Lesetext –
· · · · · · ·

Kuschelige Kontinuität mit verrückter Würze – Vorspann 01/16

Das war das Jahr 2014: Maidan und die Krim, Boko Haram, Bürgerkrieg in Syrien, Gaza-Krieg, IS und Kobane, Hogesa und Pegida, Eurokrise, Flüchtlinge. Das war das Jahr 2015: Flüchtlinge und „Wir schaffen das“, Charlie Hebdo und Bataclan, IS und die Internationale Allianz, Bürgerkrieg in Syrien, Minsk II, drohender Grexit, Pegida und Heidenau, Bundeswehreinsatz in Syrien, Flüchtlinge und Obergrenzen. Aus dem Krisenjahr 2014 wurde das Krisenjahr 2015 mit alten, schwelenden, immer wieder neu ausbrechenden oder sich verschärfenden Konflikten. Nicht zu vergessen die Konflikte, die wir vergessen angesichts mangelnder medialer Spotlights. Wir können nur schließen: Unsere Welt ist verrückt. Leider nicht positiv verrückt. Sondern mit wahnsinniger Kontinuität.

Im Kontrast dazu stand das Kinojahr 2015: Dem Verrückten entzog es sich, der Kontinuität dagegen verpflichtete es sich. Jedoch ohne den Wahnsinn. Die zweite Auflage von „Fack ju Göhte“ spülte ganz nach Erwarten die Massen in die Kinos und darf sich nun damit brüsten, das erfolgreichste Startwochenende eines deutschen Kinofilms hingelegt zu haben. Jennifer Lawrence schloss die Mockingjay-Reihe in einem großen Finale mit vielen, vielen Zuschauern ab, die Reaktivierung der Jurassic-Klassiker zahlte sich ebenso aus wie die Verfilmung des unglaublich erfolgreichen Schwülsterotik-Irgendwas „Fifty Shades of Grey“ und das Marvel Cinematic Universe Franchise zog mit „Avengers 2“ routiniert die Fans, sodass es die 1-Milliarde-Grenze an den weltweiten Kinokassen knackte. Dass das nach Redaktionsschluss startende „Erwachen der Macht“ ohnehin alle Rekorde sprengen wird – geschenkt.

· · · · · · ·

Aufgabe 1 –
Übertrage die Zeilen der Datensammlung vom Anfang bis einschließlich der Zeile mit „454 387 L 459“ in eine nummerierte Liste ohne Leerzeilen. Bilder gehören nicht in die Antwort.

Einträge aus einer Datensammlung:
· · · · · · ·

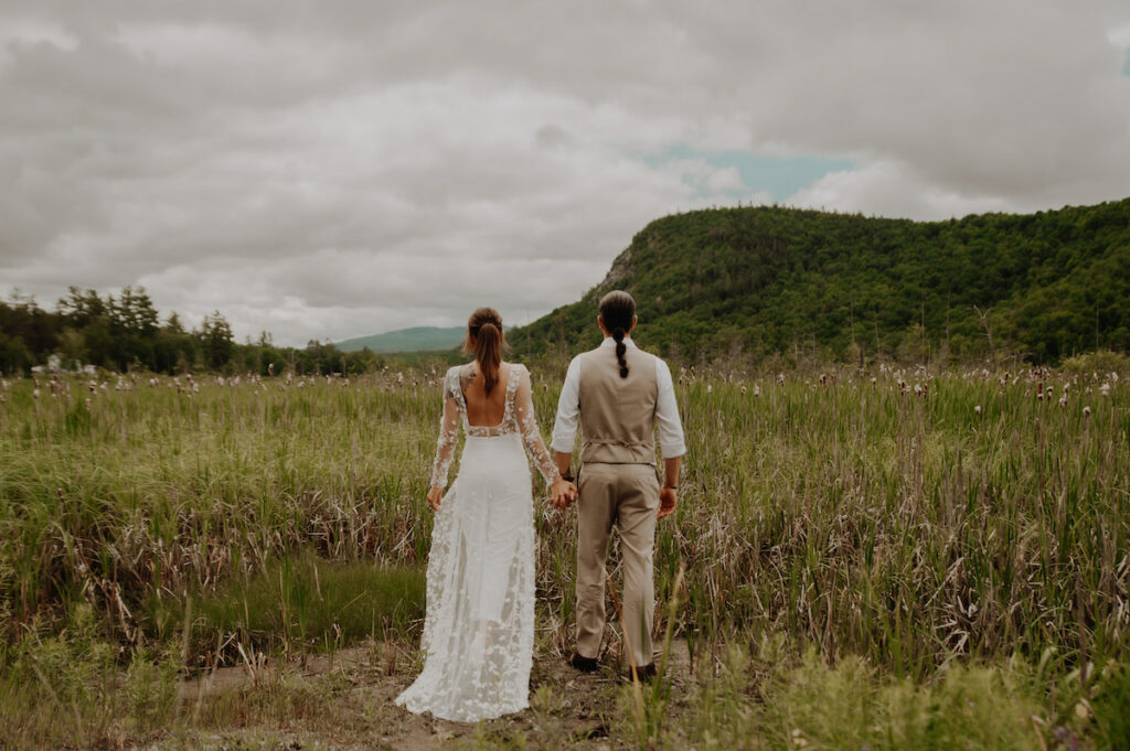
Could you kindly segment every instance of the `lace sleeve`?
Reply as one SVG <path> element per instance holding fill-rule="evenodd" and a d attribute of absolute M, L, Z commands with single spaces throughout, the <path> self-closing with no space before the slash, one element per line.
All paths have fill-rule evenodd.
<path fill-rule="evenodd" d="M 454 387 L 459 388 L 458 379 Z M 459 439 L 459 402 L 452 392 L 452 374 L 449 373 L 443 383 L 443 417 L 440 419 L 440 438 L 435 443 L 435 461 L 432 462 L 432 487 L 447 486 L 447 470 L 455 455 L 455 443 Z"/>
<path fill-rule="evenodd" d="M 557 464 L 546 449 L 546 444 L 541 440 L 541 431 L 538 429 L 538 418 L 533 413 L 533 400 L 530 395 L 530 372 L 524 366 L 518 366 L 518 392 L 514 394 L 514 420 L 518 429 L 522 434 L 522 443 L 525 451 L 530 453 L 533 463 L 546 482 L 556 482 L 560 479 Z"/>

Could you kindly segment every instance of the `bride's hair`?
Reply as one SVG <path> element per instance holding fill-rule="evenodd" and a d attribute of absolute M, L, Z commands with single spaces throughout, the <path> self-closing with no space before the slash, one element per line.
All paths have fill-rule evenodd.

· · · · · · ·

Aufgabe 2 –
Gib aus dem Text zum Kinojahr alles von „Kuschelige Kontinuität mit“ bis einschließlich „mit wahnsinniger Kontinuität.“ wortgetreu aus.

Schriftliche Antwort 1 –
1. Could you kindly segment every instance of the `lace sleeve`?
2. Reply as one SVG <path> element per instance holding fill-rule="evenodd" and a d attribute of absolute M, L, Z commands with single spaces throughout, the <path> self-closing with no space before the slash, one element per line.
3. All paths have fill-rule evenodd.
4. <path fill-rule="evenodd" d="M 454 387 L 459 388 L 458 379 Z M 459 439 L 459 402 L 452 392 L 452 374 L 449 373 L 443 383 L 443 417 L 440 419 L 440 438 L 435 443 L 435 461 L 432 462 L 432 487 L 447 486 L 447 470 L 455 455 L 455 443 Z"/>

Schriftliche Antwort 2 –
Kuschelige Kontinuität mit verrückter Würze – Vorspann 01/16

Das war das Jahr 2014: Maidan und die Krim, Boko Haram, Bürgerkrieg in Syrien, Gaza-Krieg, IS und Kobane, Hogesa und Pegida, Eurokrise, Flüchtlinge. Das war das Jahr 2015: Flüchtlinge und „Wir schaffen das“, Charlie Hebdo und Bataclan, IS und die Internationale Allianz, Bürgerkrieg in Syrien, Minsk II, drohender Grexit, Pegida und Heidenau, Bundeswehreinsatz in Syrien, Flüchtlinge und Obergrenzen. Aus dem Krisenjahr 2014 wurde das Krisenjahr 2015 mit alten, schwelenden, immer wieder neu ausbrechenden oder sich verschärfenden Konflikten. Nicht zu vergessen die Konflikte, die wir vergessen angesichts mangelnder medialer Spotlights. Wir können nur schließen: Unsere Welt ist verrückt. Leider nicht positiv verrückt. Sondern mit wahnsinniger Kontinuität.